### Data records
━━━━━━━━━━━━━━━━━━━━━━━━━━━━━━

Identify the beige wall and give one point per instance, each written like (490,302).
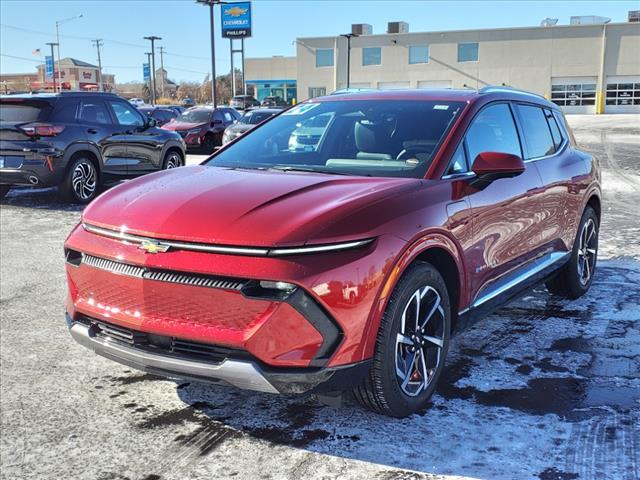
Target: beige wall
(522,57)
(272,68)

━━━━━━━━━━━━━━━━━━━━━━━━━━━━━━

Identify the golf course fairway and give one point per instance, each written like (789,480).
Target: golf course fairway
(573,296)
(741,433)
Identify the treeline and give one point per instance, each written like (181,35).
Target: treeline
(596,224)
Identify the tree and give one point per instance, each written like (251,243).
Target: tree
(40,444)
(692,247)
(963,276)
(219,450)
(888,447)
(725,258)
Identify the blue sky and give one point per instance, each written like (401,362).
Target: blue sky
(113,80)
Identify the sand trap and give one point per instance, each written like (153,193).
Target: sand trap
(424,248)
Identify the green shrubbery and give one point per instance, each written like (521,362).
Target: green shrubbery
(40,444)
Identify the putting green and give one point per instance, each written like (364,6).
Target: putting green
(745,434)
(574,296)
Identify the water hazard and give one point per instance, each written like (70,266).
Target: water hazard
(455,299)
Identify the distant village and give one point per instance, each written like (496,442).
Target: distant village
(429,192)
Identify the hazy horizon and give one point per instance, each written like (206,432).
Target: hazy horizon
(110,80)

━━━━━━━━━━━━━━━━━━━━━━━━━━━━━━

Pick out every line of the records above that contains the word "course".

Identify the golf course fairway and give one point per instance, each written like (789,480).
Target: golf course fairway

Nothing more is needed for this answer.